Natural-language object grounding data

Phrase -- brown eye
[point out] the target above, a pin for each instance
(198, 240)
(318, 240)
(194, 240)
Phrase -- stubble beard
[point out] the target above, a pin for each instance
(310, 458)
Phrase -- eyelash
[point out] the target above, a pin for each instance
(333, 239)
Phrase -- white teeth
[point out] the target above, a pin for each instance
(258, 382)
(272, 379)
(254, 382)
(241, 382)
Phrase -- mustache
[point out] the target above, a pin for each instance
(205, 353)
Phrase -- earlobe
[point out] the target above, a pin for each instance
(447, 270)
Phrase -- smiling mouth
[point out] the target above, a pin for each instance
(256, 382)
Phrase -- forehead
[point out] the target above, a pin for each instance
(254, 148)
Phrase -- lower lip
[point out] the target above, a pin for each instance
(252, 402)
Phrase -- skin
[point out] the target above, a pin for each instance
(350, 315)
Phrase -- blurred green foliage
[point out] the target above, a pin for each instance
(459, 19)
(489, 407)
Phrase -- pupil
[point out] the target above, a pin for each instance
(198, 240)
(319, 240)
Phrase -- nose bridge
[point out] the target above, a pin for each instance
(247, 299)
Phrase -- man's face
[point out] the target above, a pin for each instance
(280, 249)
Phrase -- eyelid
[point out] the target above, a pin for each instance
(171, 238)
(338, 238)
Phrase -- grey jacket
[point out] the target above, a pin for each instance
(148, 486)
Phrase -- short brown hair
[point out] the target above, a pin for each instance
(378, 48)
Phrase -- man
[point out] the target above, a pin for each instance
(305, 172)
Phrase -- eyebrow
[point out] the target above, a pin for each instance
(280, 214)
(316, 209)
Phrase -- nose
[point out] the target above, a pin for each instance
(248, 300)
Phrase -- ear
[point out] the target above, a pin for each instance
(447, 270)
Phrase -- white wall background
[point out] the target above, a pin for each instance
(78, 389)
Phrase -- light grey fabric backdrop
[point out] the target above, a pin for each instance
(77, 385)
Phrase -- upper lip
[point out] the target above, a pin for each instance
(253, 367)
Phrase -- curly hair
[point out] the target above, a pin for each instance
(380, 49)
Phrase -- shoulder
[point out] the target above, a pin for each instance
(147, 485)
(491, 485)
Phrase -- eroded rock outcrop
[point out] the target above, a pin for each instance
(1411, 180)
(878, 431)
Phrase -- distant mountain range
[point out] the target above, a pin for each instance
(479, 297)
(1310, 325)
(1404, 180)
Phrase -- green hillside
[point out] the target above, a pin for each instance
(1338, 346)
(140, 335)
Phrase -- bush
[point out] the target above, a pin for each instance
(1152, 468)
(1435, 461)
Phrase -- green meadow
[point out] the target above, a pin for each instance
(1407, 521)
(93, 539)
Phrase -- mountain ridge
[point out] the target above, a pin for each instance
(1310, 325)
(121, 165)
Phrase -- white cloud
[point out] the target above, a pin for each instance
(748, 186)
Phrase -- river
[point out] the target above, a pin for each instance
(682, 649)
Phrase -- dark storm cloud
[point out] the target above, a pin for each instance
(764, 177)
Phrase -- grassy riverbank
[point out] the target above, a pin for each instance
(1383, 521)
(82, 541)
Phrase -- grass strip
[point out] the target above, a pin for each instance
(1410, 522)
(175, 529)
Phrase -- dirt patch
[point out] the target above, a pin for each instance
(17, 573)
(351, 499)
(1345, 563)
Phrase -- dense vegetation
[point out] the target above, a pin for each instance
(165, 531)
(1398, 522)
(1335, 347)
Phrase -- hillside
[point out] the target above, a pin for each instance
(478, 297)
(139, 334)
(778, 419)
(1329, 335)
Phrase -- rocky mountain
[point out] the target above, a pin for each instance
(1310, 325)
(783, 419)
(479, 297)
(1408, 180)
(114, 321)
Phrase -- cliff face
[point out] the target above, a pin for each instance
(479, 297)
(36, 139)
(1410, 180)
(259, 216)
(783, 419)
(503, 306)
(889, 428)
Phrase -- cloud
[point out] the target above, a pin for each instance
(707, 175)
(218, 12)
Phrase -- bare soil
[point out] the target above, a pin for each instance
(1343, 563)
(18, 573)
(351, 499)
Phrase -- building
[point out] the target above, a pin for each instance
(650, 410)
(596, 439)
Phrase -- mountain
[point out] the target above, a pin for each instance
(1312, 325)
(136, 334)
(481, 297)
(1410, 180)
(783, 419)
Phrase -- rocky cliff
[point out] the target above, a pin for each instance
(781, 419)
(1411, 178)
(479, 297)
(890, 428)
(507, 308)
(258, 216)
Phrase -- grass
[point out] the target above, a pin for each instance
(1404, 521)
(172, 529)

GOAL OF THE EXERCISE:
Every line in the data above that contains the word "white" counts; report how many there are and nothing more.

REPLY TO THE TASK:
3